%%

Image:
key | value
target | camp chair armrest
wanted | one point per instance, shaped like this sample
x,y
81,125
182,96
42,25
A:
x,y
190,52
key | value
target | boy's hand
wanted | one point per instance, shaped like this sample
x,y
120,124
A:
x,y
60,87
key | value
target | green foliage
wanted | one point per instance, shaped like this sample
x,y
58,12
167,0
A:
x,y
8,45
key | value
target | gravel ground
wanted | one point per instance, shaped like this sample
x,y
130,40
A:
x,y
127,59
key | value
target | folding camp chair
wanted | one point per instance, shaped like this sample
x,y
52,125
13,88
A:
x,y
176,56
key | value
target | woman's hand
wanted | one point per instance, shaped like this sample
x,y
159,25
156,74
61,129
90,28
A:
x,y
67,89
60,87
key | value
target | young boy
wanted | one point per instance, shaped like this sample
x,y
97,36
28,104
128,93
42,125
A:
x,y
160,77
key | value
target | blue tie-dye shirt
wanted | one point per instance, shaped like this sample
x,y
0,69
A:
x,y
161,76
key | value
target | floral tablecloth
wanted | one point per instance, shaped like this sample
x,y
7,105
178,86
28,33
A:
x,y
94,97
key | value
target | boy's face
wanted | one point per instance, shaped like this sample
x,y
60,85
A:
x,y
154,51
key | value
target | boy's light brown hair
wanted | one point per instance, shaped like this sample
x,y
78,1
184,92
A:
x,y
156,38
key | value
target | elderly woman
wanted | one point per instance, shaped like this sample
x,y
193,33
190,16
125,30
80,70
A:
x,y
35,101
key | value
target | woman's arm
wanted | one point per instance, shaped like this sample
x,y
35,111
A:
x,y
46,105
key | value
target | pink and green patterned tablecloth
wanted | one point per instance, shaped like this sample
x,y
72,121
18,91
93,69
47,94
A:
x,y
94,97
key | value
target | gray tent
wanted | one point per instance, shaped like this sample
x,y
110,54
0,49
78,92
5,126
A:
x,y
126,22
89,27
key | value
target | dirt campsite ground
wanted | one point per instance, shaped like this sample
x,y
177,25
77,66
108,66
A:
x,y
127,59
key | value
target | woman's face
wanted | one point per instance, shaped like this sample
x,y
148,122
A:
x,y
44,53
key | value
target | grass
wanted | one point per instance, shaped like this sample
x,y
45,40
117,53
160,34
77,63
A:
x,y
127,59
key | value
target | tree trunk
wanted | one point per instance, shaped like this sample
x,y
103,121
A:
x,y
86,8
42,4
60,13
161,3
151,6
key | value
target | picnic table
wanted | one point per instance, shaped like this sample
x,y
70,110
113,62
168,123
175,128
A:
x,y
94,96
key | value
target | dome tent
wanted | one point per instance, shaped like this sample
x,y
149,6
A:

%%

What you have to do:
Up to and including the line containing "target | green foliage", please write out the listing exactly, starting from its first line.

Your solution:
Image:
key | value
target | camp chair armrest
wanted | one point per instance, shaped like this sample
x,y
81,125
182,96
42,25
A:
x,y
190,52
key | value
target | boy's hand
wanted | one point per instance, shaped like this sample
x,y
120,124
A:
x,y
60,87
key | value
target | green foliage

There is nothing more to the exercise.